AIM OF THE EXERCISE: Below is a block of data; give all of it again word for word.

┌────────

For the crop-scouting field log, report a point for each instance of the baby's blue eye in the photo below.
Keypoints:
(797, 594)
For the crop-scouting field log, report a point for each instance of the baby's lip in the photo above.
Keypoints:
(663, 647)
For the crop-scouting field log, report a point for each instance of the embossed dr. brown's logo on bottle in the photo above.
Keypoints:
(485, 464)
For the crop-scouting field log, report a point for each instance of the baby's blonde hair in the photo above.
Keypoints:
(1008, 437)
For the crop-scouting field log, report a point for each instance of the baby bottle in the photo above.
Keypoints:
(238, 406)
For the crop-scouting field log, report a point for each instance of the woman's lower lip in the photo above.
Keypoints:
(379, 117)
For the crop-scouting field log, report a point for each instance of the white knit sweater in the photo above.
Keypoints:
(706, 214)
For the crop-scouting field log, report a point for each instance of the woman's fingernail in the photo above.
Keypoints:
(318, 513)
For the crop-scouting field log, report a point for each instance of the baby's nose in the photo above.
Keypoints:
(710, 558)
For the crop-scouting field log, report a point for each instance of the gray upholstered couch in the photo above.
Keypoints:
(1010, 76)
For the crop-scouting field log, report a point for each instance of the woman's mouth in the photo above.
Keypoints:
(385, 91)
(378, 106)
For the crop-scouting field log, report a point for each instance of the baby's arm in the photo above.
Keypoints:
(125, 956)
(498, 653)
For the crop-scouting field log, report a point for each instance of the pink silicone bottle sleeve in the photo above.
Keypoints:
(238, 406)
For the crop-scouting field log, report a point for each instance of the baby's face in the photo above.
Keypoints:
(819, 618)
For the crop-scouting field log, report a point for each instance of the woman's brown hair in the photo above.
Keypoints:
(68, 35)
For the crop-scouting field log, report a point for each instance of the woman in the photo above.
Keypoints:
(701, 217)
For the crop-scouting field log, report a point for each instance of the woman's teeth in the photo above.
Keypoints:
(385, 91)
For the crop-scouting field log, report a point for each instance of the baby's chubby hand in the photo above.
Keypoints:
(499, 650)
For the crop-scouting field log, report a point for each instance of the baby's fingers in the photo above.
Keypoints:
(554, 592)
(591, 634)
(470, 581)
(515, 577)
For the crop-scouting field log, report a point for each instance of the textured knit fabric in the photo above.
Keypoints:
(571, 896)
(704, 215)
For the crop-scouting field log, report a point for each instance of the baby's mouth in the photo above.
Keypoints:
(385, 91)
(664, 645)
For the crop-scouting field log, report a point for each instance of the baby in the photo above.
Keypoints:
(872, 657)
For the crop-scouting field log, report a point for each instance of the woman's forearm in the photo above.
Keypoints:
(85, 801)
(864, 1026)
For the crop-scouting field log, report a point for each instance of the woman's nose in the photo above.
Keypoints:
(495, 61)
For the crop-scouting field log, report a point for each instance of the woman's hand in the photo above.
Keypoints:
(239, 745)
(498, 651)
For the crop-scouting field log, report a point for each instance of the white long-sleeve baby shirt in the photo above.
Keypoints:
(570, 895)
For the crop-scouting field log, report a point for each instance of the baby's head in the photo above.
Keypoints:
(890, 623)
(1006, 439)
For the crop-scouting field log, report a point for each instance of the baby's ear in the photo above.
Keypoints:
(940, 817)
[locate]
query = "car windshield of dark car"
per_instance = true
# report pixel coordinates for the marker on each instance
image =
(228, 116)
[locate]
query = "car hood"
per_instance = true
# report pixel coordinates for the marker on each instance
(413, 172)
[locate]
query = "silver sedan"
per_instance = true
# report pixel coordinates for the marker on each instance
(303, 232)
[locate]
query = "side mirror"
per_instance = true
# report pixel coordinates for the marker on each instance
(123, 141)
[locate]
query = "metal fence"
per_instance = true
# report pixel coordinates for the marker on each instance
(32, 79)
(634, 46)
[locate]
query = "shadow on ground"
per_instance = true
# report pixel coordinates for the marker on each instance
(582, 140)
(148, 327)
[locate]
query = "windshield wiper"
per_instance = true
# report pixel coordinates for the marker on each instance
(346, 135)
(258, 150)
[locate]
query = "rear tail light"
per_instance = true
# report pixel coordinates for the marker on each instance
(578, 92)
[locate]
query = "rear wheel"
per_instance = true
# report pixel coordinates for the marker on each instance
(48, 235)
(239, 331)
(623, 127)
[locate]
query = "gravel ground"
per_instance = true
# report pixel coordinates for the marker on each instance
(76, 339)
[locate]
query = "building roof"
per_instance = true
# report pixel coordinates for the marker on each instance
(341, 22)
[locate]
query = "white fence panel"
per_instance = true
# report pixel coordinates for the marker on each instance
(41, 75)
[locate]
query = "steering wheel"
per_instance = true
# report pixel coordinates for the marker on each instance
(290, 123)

└────────

EXERCISE SOLUTION:
For the crop-scouting field log, report a point for each instance of the baby's blue eye in the photo below.
Keypoints:
(797, 594)
For the crop-scouting field log, report a point for each instance of the baby's lip in the photo above.
Keypoints:
(663, 647)
For the crop-scouting field log, report a point for each instance of the embossed dr. brown's logo on bottle in the photo above.
Keypoints:
(485, 464)
For the crop-scouting field log, report a point for each instance of the baby's blonde hair in the photo above.
Keypoints:
(1008, 437)
For the crop-scouting field log, report a point for each instance of the baby bottle in the photo above.
Keypoints:
(238, 406)
For the crop-scouting field log, report a point for each instance of the woman's lower lip in the photo above.
Keypoints:
(379, 117)
For the crop-scouting field log, report a point for each instance of the white knit sweater in the photo above.
Keypoints:
(706, 214)
For the crop-scouting field log, report a point for each instance of the woman's fingernail in the photo above.
Keypoints:
(318, 513)
For the crop-scouting field log, report a point for each instance of the baby's nose in the photo above.
Keypoints:
(710, 558)
For the crop-scouting field log, report a point for each instance of the gray upholstered couch in the photo above.
Keypoints:
(1010, 76)
For the crop-scouting field log, report a point for each instance of the woman's mouth in the photo above.
Keypoints:
(385, 91)
(378, 106)
For the crop-scouting field log, report a point for each instance of the baby's arm in the photo above.
Keypoints:
(125, 956)
(498, 653)
For the crop-scouting field log, report a point for each instance of the pink silicone bottle sleeve in the photo above.
Keypoints:
(238, 406)
For the crop-scouting field log, report a point for each instance of the baby's face in the photo above.
Keypoints:
(819, 618)
For the crop-scouting field log, report a point for each instance of the woman's brown hair in the photo above.
Keypoints:
(68, 35)
For the crop-scouting field log, report a point for each instance of the woman in the photo above.
Keypoints:
(701, 217)
For the crop-scouting field log, report a point for each instance of the woman's teeth in the photo above.
Keypoints:
(385, 91)
For the crop-scouting field log, report a point for each instance of the baby's chubby hand in the photo above.
Keypoints:
(499, 650)
For the crop-scouting field log, report a point for each instance of the baby's fingers in the photo above.
Keypoints:
(554, 592)
(591, 634)
(470, 581)
(515, 577)
For the crop-scouting field log, report a point for each instance of the textured knit fabric in the photo above.
Keypoints:
(571, 896)
(704, 215)
For the crop-scouting field log, report a point for each instance of the baby's mouth in the photo above.
Keypoints:
(385, 91)
(664, 645)
For the crop-scouting field log, report a point for each instance of the baby in the photo above.
Keypoints:
(872, 657)
For the crop-scouting field log, report a point for each instance of the woman's forearm in the photo above.
Keypoints:
(85, 801)
(864, 1026)
For the crop-scouting field log, report a point for each instance of the woman's nose in the photo above.
Keypoints:
(495, 61)
For the crop-scouting field log, report a point for each instance of the woman's hand in the photo above.
Keypoints:
(239, 745)
(498, 651)
For the crop-scouting field log, report a point for each instance of the white long-sleeve baby shirt in the photo above.
Keypoints:
(570, 895)
For the crop-scouting field log, report a point for each instance of the baby's head in the photo above.
Keypoints:
(890, 623)
(1006, 439)
For the crop-scouting field log, report a point for each instance of the baby's ear in the photo above.
Keypoints:
(940, 817)
[locate]
query = "car windshield of dark car"
per_instance = true
# report pixel coordinates for the marker on each instance
image =
(228, 116)
[locate]
query = "car hood"
per_instance = true
# report pixel coordinates for the marker on each instance
(413, 172)
[locate]
query = "silver sedan"
per_instance = true
# report pixel coordinates for the marker on each instance
(303, 232)
[locate]
query = "side mirror"
per_instance = true
# report pixel coordinates for the marker on each instance
(123, 141)
[locate]
query = "metal fence"
per_instance = true
# report pixel coordinates for the marker on each instance
(32, 79)
(634, 46)
[locate]
query = "shadow on ground"
per_instance = true
# report pixel coordinates for the marker on each instance
(582, 140)
(148, 327)
[locate]
query = "windshield wiper"
per_instance = true
# report pixel coordinates for the marker on each instance
(346, 135)
(258, 150)
[locate]
query = "rear tail light"
per_instance = true
# report pixel coordinates for the marker on each instance
(578, 92)
[locate]
query = "rear wheel"
per_instance = true
# report pixel coordinates for the marker on each instance
(48, 235)
(239, 331)
(623, 127)
[locate]
query = "gravel ground"
per_instance = true
# report pixel coordinates for the marker on each instance
(76, 339)
[locate]
query = "building roof"
per_instance = true
# report pixel coordinates for the marker on each instance
(341, 22)
[locate]
query = "white fence panel"
per_instance = true
# report pixel coordinates for the marker on each instance
(41, 75)
[locate]
query = "steering wheel"
per_instance = true
# report pixel coordinates for the marker on each instance
(290, 123)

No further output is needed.